• [Consignes]:
- A) D'après le texte sur les nouvelles substances radioactives, en quelle année M. Becquerel a-t-il découvert les rayons uraniques ?
- B) Rédigez la suite du texte sur les nouvelles substances radioactives après sa dernière phrase.

• [Texte]:
---
Les nouvelles substances radioactives[1].

Les recherches sur les substances radioactives ont pour point de départ la découverte des rayons uraniques faite par M. Becquerel en 1896. L’uranium et ses composés émettent spontanément des radiations qui impressionnent les plaques photographiques, et se propagent rectilignement. Mais ces radiations ne sont pas des rayons lumineux. Les rayons uraniques impressionnent les plaques photographiques au travers du papier noir opaque à la lumière ou d’une feuille mince de métal ; ils traversent, en général, toutes les substances, mais seulement sous une faible épaisseur, car ils sont fortement absorbés par tous les écrans et même par l’air dans lequel ils ne se propagent pas au-delà de quelques centimètres. Les rayons uraniques ne se réfléchissent pas, ne se réfractent pas et ne se polarisent pas ; ces rayons rendent l’air qu’ils traversent conducteur de l’électricité, et c’est là une de leurs propriétés les plus importantes.

Quand on se trouve en présence d’un phénomène nouveau, il est naturel de chercher à le classer en essayant de faire des rapprochements avec des phénomènes déjà connus et étudiés. On s’aperçoit alors que les propriétés des rayons uraniques, dont je viens de parler, sont des propriétés communes aux rayons cathodiques et aux rayons Röntgen, les deux espèces de rayons émis dans un tube de Crookes. Il convient donc de rapprocher les rayons uraniques des rayons cathodiques et des rayons Röntgen ; mais il est un autre côté de l’émission uranique, et ce côté se refuse à toute analogie, — je veux parler de la spontanéité et de la constance de l’émission uranique.
---
• [Enregistrements]:
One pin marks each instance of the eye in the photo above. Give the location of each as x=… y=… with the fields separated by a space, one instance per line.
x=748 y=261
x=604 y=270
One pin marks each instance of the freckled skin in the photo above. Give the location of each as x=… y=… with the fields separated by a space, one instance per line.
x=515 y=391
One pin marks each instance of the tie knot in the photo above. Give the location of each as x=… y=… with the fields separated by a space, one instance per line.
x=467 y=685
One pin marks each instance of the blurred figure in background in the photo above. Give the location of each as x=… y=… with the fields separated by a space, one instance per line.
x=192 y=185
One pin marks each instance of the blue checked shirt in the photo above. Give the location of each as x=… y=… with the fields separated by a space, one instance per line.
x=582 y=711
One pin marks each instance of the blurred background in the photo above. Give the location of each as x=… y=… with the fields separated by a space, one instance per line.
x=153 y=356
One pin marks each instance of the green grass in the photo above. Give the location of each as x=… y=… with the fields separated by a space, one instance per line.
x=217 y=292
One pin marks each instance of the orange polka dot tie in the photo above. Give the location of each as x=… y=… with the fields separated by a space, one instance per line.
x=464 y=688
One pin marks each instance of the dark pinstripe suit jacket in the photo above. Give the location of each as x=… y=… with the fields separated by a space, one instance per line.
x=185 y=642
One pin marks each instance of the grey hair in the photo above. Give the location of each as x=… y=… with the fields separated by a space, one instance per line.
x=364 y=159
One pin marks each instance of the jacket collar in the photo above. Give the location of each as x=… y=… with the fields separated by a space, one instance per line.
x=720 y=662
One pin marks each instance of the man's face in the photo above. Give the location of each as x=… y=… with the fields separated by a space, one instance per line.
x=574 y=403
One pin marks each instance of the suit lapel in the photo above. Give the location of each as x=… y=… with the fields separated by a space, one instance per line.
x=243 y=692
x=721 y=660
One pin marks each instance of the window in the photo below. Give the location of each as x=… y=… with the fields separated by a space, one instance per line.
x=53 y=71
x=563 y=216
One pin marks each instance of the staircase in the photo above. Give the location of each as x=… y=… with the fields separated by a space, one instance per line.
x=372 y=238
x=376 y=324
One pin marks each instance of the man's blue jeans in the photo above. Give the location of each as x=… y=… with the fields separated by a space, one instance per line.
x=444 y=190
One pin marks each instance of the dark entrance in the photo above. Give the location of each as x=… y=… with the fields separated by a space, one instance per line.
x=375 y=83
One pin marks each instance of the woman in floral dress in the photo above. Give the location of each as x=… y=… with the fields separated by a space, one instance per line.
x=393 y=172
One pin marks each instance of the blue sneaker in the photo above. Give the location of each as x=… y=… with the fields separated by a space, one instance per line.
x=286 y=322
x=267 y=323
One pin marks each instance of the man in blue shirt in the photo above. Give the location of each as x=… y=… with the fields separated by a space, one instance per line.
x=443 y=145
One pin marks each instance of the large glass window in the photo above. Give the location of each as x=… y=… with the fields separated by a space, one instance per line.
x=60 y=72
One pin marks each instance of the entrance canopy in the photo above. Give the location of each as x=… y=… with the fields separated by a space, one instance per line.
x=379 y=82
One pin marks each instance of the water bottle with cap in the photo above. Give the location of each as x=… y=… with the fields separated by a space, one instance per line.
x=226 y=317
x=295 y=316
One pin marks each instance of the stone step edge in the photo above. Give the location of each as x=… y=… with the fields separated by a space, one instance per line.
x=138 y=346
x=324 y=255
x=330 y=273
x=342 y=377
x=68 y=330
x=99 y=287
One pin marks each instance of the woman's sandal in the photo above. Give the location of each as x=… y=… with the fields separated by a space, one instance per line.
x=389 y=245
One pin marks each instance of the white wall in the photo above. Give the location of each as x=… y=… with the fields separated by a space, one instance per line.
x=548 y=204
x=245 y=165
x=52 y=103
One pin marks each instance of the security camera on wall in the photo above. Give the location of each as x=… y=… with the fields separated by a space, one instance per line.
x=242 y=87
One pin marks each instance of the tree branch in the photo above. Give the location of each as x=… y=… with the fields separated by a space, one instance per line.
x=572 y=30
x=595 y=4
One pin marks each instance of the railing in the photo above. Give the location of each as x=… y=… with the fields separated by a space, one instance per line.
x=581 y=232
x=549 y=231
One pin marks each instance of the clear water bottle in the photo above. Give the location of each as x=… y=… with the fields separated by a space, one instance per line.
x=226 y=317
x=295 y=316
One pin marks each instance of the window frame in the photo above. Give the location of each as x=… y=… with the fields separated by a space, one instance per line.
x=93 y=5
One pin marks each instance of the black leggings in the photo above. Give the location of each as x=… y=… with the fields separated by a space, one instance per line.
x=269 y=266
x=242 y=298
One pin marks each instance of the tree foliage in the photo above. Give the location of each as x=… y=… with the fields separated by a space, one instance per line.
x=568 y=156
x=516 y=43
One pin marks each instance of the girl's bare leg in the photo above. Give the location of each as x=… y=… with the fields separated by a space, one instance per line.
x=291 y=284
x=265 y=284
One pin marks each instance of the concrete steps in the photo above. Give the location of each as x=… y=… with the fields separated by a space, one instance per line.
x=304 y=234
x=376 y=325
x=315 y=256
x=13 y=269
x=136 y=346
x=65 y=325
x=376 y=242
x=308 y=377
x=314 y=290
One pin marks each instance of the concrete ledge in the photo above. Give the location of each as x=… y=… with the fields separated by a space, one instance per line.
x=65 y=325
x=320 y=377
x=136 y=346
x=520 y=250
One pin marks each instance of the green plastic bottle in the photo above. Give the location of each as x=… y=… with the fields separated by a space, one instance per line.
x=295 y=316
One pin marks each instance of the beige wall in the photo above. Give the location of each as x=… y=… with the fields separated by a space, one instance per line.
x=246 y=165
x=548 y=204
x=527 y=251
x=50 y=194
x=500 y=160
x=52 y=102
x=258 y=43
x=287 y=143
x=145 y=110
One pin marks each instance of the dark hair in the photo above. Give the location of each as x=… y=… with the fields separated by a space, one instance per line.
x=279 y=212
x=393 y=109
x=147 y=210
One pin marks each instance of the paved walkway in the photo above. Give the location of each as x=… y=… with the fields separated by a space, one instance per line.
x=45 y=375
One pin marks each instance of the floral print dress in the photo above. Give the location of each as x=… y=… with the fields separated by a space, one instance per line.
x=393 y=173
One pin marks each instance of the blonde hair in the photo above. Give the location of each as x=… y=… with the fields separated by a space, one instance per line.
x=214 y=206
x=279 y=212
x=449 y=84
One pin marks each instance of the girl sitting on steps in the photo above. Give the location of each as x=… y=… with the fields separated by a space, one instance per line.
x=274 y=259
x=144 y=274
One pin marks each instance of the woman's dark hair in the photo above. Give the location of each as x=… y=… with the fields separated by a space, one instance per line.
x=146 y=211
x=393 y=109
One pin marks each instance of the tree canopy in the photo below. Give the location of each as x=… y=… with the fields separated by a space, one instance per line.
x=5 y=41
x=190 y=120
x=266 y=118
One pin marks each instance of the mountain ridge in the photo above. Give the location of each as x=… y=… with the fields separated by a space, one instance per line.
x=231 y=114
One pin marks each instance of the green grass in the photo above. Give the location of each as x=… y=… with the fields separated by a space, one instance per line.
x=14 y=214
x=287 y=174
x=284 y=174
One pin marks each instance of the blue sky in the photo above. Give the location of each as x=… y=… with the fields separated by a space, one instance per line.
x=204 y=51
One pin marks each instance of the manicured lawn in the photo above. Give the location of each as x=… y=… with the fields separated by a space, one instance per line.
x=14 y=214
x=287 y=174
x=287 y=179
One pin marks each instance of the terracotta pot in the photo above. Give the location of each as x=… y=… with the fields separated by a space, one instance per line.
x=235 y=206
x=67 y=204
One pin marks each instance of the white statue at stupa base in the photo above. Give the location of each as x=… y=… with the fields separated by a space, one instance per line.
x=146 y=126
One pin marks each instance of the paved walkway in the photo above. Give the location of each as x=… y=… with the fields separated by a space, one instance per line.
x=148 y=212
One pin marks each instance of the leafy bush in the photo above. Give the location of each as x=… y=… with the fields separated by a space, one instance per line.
---
• [Réponses fournies]:
- A) En 1896.

- B)
L’émission des rayons uraniques est spontanée, c’est-à-dire qu’elle n’est produite par aucune cause excitatrice connue. Pendant longtemps M. Becquerel avait pensé que la lumière était la cause du phénomène ; que l’uranium emmagasinait en quelque sorte de la lumière et qu’il restituait ensuite l’énergie ainsi emprisonnée sous forme de rayons uraniques. Dans cette manière de voir les rayons uraniques ne seraient qu’une phosphorescence très particulière et de très longue durée. Mais l’expérience n’est pas favorable à cette interprétation du phénomène. M. Becquerel a pu, en effet, conserver de l’uranium pendant des années dans l’obscurité complète sans lui faire perdre son activité. De plus, s’il n’est pas possible de priver l’uranium de ses propriétés par un séjour dans l’obscurité, il n’est pas davantage possible d’augmenter son émission par un éclairement intense ni par aucun autre procédé. L’émission des rayons uraniques est très constante, elle ne varie sensiblement ni avec le temps, ni avec l’éclairement, ni avec la température.

C’est là le côté le plus troublant du phénomène. Quand nous observons la production de rayons cathodiques ou de rayons Röntgen, nous fournissons nous-mêmes au tube producteur l’énergie électrique ;

  1. Conférence faite à la Séance publique annuelle de la Société de Secours des Amis des Sciences, le 14 juin 1900, dans l’Amphithéâtre Richelieu, à la Sorbonne.